--- PROVIDED ENTRIES ---

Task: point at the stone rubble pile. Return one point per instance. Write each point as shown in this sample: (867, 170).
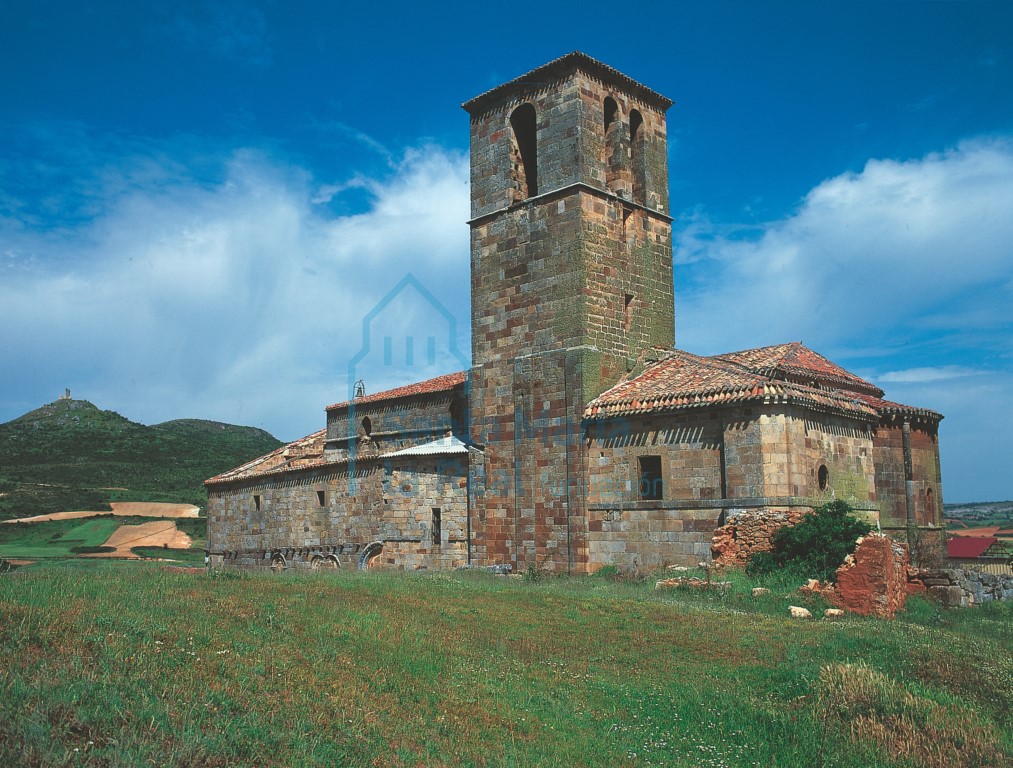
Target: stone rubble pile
(960, 588)
(746, 532)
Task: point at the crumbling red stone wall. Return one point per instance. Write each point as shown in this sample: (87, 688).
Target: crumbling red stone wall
(873, 580)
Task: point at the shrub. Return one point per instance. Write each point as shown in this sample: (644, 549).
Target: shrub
(815, 546)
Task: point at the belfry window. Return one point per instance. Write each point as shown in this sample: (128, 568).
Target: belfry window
(638, 163)
(613, 142)
(823, 477)
(524, 150)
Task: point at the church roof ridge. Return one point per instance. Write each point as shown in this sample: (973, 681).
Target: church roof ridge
(684, 380)
(443, 383)
(569, 62)
(795, 360)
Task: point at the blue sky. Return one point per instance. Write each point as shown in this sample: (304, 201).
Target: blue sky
(200, 202)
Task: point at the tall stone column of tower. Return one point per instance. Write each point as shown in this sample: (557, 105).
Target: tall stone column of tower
(571, 281)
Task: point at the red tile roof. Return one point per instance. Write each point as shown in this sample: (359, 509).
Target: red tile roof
(886, 407)
(969, 546)
(783, 373)
(431, 386)
(682, 380)
(795, 362)
(303, 453)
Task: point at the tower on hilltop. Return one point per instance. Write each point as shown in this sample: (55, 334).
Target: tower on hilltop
(571, 281)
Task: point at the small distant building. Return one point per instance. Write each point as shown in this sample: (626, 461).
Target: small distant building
(969, 547)
(580, 437)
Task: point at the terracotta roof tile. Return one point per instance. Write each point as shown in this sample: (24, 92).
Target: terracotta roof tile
(303, 453)
(683, 380)
(796, 362)
(431, 386)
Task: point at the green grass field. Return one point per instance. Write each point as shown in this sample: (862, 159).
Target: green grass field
(61, 539)
(115, 665)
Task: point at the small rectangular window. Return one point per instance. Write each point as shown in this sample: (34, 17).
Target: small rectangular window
(437, 526)
(649, 483)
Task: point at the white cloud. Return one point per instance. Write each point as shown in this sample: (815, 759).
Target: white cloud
(240, 300)
(902, 273)
(867, 255)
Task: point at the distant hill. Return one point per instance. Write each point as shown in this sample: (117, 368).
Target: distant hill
(980, 513)
(71, 455)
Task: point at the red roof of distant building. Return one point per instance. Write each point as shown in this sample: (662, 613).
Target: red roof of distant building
(431, 386)
(969, 546)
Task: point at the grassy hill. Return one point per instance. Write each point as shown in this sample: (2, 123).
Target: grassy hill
(71, 455)
(125, 666)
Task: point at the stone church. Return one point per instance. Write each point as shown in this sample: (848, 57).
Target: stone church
(580, 437)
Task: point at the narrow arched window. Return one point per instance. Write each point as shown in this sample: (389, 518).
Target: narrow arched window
(524, 151)
(638, 162)
(613, 143)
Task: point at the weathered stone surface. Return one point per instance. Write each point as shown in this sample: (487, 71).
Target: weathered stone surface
(749, 532)
(961, 587)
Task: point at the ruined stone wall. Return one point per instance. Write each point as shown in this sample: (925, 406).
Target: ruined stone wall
(873, 579)
(748, 531)
(962, 587)
(249, 522)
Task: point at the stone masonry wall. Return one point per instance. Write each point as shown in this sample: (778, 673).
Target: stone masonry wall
(890, 490)
(567, 286)
(750, 531)
(389, 505)
(962, 588)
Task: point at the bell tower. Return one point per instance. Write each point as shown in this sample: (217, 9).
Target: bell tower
(570, 282)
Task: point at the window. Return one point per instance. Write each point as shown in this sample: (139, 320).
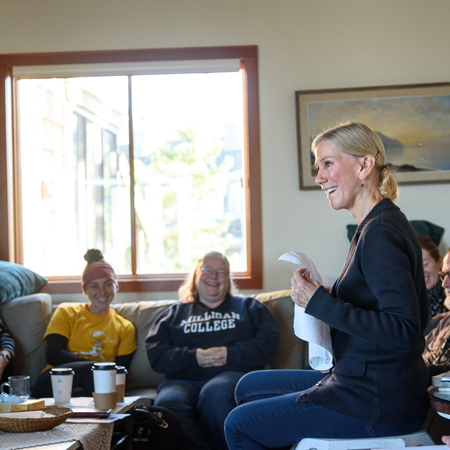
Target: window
(153, 164)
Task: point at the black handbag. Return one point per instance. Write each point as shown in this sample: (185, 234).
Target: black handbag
(156, 428)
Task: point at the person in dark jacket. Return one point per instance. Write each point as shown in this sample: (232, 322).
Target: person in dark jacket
(7, 348)
(80, 334)
(437, 342)
(204, 344)
(377, 311)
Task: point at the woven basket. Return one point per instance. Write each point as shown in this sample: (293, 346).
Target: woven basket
(11, 425)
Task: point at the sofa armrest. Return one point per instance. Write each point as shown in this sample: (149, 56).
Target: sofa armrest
(292, 352)
(27, 319)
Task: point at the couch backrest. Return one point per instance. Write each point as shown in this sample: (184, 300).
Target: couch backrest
(292, 352)
(27, 319)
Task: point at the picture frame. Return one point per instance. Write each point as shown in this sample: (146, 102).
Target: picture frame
(413, 121)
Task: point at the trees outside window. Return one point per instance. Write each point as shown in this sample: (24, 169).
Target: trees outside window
(152, 168)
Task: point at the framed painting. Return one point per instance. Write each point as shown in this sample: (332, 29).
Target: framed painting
(412, 121)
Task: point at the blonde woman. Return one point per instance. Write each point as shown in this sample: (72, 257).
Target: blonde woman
(204, 345)
(377, 311)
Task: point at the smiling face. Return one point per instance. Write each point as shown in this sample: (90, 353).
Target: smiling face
(212, 288)
(431, 268)
(101, 293)
(338, 176)
(446, 270)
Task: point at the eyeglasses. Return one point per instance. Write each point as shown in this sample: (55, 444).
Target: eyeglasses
(210, 272)
(442, 275)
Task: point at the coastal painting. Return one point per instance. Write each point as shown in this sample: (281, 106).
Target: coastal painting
(413, 123)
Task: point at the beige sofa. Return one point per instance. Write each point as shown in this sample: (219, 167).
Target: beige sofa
(27, 318)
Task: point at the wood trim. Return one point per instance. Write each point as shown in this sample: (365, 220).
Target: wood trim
(110, 56)
(248, 55)
(254, 214)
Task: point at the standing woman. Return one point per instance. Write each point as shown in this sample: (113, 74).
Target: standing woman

---

TASK DIRECTIONS
Every line of the material that holds "standing" should be copied out as the answer.

EXERCISE RESULT
Task: point at the standing woman. Return one point per instance. Write each point as shown in this sample: (113, 74).
Target: standing woman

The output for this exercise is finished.